> **ТЕКСТ СТРАНИЦЫ**
• • • • • • •

Кстати, о братских христианских религиях Достоевский отзывается в высшей степени бранчливо и оскорбительно: «Католический священник выследит и вотрется в бедное семейство… делается другом дома и под конец обращает всех в католичество… Англиканский же священник не пойдет к бедному. Бедных и в церковь не пускают…». Это мнение, кстати сказать, тоже временем и опытом скорректировано не было. Доверимся Н. С. Лескову: «Достоевский… говорил то, что говорят и многие другие, то есть что православие есть вера самая истинная и самая лучшая», притом, что «знал священное писание далеко не в [высокой] степени, а исследованиями его пренебрегал и в религиозных беседах обнаруживал более страстности, чем сведущности».
Вот прекрасное определение писаний великих русских сочинителей о предметах, которые они не разумеют: страстность – в порядке, а
В произведениях художественных Запад (на котором Достоевский в общей сложности провел несколько лет) становится праздным Рулетенбургом («Игрок»), местом лечения и успокоения (Швейцария в «Идиоте») или отдыха проигравшихся петербургских шалопаев, вовлеченных в некрасивые истории (Эмс в «Подростке»). С Европой всегда связано что-то несимпатичное, исчерпанное. Достоевский-романист терпеть не может Запад – там живут только русские бездельники и русские неудачники. И живет на Западе сам, неустанно работая, да и, как теперь выяснилось, к когорте неудачников тоже не принадлежа. Но он не любит Запад еще с первой своей поездки. А за что его, спрашивается, любить? Там же нет ничего хорошего, одна страсть к наживе.
Автор «Заметок» проходит мимо гордой самодостаточности швейцарских и итальянских коммун (спустя несколько лет «Идиот» был полностью написан в Швейцарии и Италии, такова ирония истории). Издеваясь над французским буржуа, который больше всего на свете мечтает увидеть море («voir la mer») и так любит «se rouler dans l’herbe» (поваляться на траве), демонстрируя единение с природой, наш едкий наблюдатель вовсе не обращает внимания на совершавшуюся на его глазах революцию в живописи, наступающую эпоху “Dejeneur sur l’herbe” – («Завтрака на траве»), написанного именно в 1862-63 годах.
Вот о французском буржуа, который больше всего любит ездить за город и на отдых к морю, хочется сказать особо, но только после почтительного реверанса в адрес беспощадной критики, которой автор «Записок» подвергает французский бульварный театр. Ни один обозреватель современных российских мыльных опер не написал ничего более точного и уничтожающего. Вывод прост: жанр этот низок, в истории культуры не остается, но умирать не собирается. Да и как могут умереть бесконечные варианты бессмертного сюжета: «Вдруг оказывается, что [герой] вовсе не сирота, а законный сын Ротшильда. Получаются миллионы. Но Гюстав гордо и презрительно отвергает миллионы». Или: «Сесиль, разумеется, по-прежнему без гроша, но только в первом акте; впоследствии же у ней оказывается миллион».

• • • • • • •

> **НАБОР ЗАДАНИЙ**
[a] Перепишите дословно часть текста о Достоевском от «Вот прекрасное определение» до «страсть к наживе.».
[b] Определите, согласуются ли с текстом о Достоевском утверждения (i), (ii) и (iii), и подтвердите каждый ответ точной цитатой. (i) По словам Лескова, Достоевский хорошо знал Священное писание. (ii) Роман «Идиот» был полностью написан в Швейцарии и Италии. (iii) «Завтрак на траве» был написан в 1862–63 годах.
[c] Какое место на Западе, по тексту о Достоевском, служит в «Подростке» местом отдыха проигравшихся петербургских шалопаев?
Приведённый далее список для работы не понадобится.

• • • • • • •

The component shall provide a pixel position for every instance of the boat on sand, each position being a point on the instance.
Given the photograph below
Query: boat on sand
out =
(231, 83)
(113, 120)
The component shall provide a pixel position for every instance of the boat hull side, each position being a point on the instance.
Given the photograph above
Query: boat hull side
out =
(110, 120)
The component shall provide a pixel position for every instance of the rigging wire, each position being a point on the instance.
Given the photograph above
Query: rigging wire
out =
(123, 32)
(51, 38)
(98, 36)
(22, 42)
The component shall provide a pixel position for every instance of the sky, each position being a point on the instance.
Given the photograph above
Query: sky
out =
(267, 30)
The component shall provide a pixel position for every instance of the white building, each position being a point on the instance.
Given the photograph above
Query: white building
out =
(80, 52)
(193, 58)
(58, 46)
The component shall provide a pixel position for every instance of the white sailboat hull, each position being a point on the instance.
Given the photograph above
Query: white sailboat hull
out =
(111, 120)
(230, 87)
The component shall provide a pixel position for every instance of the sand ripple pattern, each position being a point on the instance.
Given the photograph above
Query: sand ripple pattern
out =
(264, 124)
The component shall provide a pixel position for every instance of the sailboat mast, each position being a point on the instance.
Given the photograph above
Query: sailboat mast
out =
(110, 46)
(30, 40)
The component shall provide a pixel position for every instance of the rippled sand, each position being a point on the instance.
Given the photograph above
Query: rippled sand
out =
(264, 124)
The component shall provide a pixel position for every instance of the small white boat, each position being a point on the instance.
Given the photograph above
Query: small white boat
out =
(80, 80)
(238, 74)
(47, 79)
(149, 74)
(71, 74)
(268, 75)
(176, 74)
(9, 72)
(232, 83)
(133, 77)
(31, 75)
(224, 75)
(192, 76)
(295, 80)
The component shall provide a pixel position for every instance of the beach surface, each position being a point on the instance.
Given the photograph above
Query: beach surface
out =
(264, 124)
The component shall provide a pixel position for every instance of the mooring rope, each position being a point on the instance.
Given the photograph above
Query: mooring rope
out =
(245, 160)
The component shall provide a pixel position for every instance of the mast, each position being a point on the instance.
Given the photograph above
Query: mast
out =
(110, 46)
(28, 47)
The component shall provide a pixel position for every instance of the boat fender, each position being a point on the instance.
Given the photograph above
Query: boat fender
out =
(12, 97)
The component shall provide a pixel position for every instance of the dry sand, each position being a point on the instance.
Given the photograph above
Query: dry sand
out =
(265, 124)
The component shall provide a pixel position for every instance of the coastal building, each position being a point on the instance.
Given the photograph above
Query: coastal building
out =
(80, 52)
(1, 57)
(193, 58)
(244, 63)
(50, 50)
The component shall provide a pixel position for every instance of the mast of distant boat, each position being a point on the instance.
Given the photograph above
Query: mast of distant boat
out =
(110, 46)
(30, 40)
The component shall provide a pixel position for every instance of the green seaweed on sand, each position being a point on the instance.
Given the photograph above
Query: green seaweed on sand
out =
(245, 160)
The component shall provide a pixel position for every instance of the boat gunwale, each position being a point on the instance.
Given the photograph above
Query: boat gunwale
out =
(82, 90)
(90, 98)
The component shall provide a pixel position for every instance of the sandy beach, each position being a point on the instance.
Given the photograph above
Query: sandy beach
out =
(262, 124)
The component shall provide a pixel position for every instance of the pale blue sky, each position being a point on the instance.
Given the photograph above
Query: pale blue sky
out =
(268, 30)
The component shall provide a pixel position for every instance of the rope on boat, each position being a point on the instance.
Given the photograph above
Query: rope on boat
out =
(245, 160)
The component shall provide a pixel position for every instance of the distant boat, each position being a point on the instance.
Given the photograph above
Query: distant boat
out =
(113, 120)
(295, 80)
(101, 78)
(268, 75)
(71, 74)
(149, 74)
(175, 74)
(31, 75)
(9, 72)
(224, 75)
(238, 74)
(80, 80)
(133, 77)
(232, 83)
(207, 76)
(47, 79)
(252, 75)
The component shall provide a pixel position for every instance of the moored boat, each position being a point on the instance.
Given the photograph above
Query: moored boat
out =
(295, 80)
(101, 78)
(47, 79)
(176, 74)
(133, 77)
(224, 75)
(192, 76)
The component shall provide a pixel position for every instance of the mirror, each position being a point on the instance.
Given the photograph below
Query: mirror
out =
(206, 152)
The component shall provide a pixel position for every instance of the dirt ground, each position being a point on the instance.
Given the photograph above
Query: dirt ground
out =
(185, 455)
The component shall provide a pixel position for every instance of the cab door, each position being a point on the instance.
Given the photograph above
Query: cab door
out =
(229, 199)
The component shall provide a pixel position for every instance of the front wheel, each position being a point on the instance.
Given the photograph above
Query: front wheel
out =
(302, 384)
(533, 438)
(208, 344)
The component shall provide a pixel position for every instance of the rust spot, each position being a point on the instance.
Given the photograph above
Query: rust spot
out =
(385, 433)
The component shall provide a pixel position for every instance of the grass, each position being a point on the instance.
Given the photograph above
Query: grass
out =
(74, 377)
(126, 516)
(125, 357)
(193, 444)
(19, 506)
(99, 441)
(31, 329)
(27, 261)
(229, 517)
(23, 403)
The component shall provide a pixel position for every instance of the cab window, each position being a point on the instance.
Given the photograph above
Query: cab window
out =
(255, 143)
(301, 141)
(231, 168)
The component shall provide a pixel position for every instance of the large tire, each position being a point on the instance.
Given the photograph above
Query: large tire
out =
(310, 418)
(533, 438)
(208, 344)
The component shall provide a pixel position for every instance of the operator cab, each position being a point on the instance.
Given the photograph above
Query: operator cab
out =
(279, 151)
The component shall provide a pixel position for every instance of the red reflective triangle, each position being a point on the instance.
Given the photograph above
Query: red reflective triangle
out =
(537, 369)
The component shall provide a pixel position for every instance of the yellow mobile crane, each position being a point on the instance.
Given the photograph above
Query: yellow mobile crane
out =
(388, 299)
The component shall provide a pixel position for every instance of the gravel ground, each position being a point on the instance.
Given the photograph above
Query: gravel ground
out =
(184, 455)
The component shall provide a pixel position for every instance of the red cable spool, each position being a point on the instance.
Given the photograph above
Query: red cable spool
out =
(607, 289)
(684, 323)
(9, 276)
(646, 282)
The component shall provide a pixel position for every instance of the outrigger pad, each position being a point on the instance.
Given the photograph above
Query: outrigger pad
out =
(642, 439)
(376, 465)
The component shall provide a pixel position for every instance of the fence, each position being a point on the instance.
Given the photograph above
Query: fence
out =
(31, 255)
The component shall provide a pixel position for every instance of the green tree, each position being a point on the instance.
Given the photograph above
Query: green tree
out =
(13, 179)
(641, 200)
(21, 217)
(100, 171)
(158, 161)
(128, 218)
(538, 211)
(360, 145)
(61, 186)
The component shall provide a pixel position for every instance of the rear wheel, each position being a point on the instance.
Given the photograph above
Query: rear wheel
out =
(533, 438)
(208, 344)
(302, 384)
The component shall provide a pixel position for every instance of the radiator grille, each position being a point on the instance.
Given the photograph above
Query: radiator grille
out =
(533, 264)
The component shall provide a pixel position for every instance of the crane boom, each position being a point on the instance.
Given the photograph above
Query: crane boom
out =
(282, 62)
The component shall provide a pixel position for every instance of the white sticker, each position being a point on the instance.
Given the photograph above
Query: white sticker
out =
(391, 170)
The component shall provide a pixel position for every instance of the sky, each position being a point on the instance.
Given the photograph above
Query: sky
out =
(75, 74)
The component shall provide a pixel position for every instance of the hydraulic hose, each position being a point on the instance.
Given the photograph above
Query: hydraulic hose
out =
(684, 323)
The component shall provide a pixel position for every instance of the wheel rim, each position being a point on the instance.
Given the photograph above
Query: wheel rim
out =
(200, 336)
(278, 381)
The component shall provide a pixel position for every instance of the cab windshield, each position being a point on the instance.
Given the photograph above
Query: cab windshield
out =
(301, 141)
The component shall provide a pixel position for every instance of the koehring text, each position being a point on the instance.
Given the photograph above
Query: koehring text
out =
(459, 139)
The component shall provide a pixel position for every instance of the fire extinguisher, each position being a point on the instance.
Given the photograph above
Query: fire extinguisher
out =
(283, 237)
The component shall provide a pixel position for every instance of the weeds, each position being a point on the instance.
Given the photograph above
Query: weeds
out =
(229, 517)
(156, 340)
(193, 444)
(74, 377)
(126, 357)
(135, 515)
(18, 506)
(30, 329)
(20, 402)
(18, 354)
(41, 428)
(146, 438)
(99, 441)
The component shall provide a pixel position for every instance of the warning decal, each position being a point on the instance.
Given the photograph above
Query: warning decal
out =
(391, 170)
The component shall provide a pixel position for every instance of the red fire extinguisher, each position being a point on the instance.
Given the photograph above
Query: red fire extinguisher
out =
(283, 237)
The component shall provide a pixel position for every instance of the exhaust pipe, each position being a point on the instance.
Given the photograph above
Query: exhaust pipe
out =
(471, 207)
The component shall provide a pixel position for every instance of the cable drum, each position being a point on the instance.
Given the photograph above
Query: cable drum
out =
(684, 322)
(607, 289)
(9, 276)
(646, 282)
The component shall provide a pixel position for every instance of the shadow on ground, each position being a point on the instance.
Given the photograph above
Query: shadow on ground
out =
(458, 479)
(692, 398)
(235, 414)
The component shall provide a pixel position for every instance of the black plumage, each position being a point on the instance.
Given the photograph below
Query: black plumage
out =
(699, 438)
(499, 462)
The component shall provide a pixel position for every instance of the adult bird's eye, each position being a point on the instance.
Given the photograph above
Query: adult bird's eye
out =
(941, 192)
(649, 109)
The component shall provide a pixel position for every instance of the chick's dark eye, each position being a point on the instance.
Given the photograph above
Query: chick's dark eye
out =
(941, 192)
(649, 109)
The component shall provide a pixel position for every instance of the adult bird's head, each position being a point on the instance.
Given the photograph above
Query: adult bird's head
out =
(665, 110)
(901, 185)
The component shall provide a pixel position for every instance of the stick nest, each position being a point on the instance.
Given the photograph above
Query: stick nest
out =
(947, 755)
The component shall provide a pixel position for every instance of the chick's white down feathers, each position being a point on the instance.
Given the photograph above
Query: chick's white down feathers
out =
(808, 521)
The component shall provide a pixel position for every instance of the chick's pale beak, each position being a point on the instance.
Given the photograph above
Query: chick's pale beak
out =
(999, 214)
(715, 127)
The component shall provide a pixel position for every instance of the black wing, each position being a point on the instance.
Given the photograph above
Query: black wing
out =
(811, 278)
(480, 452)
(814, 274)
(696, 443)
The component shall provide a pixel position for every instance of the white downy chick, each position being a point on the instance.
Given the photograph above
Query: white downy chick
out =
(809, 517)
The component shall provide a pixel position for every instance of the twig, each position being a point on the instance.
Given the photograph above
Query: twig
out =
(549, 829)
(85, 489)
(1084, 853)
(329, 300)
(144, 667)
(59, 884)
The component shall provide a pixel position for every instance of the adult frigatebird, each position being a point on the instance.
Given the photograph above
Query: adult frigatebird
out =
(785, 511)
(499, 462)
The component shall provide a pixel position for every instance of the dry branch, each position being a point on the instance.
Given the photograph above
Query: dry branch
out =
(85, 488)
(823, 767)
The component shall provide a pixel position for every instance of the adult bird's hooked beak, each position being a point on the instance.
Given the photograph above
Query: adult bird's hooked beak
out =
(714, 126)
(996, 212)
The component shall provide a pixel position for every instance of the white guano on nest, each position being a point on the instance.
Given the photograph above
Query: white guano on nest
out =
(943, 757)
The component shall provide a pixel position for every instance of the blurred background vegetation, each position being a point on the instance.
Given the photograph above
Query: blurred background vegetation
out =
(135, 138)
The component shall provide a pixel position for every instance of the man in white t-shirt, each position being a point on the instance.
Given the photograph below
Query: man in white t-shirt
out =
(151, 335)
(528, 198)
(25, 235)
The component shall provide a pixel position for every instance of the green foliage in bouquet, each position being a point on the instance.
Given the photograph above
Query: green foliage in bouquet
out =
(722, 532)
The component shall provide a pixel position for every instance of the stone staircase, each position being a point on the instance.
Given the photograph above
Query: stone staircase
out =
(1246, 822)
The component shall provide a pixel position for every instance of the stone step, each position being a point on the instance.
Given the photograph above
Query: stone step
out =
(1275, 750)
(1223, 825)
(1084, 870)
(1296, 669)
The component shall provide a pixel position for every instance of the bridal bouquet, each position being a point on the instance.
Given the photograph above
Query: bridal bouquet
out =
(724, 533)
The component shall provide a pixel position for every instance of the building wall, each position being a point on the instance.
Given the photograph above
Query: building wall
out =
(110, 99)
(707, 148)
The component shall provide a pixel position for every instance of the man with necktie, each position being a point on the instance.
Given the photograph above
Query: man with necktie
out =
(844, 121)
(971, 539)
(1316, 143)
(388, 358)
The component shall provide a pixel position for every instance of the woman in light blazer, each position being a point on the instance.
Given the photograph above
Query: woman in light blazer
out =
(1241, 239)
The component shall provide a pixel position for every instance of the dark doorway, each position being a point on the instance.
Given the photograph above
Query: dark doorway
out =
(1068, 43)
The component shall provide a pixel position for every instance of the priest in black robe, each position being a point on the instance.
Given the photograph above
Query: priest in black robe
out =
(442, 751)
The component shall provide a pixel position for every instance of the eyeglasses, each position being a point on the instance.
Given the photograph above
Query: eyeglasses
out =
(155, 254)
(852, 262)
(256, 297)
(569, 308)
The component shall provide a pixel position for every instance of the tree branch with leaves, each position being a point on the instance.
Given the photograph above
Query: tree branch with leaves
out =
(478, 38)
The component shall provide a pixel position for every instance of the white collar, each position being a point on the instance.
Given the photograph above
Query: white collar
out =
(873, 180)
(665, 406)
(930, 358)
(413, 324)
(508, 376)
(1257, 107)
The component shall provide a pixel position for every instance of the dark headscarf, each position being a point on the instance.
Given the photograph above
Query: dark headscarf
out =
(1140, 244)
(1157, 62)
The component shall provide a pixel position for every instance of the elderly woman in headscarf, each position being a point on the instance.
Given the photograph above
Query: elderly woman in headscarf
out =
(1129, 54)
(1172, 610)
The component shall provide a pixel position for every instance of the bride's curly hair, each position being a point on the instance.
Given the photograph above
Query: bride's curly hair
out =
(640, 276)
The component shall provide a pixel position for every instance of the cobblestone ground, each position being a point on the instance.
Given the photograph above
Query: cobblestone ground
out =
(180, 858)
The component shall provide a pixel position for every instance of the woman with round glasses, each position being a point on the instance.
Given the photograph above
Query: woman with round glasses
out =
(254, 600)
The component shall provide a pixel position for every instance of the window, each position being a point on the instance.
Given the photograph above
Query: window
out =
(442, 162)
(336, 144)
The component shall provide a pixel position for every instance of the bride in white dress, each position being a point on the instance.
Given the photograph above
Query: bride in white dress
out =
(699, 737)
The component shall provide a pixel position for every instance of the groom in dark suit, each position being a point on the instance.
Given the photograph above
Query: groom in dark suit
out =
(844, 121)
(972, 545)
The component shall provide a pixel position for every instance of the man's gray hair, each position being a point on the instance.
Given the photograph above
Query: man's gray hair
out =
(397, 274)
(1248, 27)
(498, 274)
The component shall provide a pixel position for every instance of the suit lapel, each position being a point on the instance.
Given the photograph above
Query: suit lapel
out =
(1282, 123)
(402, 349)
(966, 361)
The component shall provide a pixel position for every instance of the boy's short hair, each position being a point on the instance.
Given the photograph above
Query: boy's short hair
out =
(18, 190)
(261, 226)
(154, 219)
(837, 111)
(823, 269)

• • • • • • •

> **РЕШЕНИЯ ПО ЗАДАНИЯМ**
[a]
Вот прекрасное определение писаний великих русских сочинителей о предметах, которые они не разумеют: страстность – в порядке, а
В произведениях художественных Запад (на котором Достоевский в общей сложности провел несколько лет) становится праздным Рулетенбургом («Игрок»), местом лечения и успокоения (Швейцария в «Идиоте») или отдыха проигравшихся петербургских шалопаев, вовлеченных в некрасивые истории (Эмс в «Подростке»). С Европой всегда связано что-то несимпатичное, исчерпанное. Достоевский-романист терпеть не может Запад – там живут только русские бездельники и русские неудачники. И живет на Западе сам, неустанно работая, да и, как теперь выяснилось, к когорте неудачников тоже не принадлежа. Но он не любит Запад еще с первой своей поездки. А за что его, спрашивается, любить? Там же нет ничего хорошего, одна страсть к наживе.

[b]
(i) Нет: «знал священное писание далеко не в [высокой] степени».
(ii) Да: «спустя несколько лет «Идиот» был полностью написан в Швейцарии и Италии».
(iii) Да: «написанного именно в 1862-63 годах».

[c] Эмс.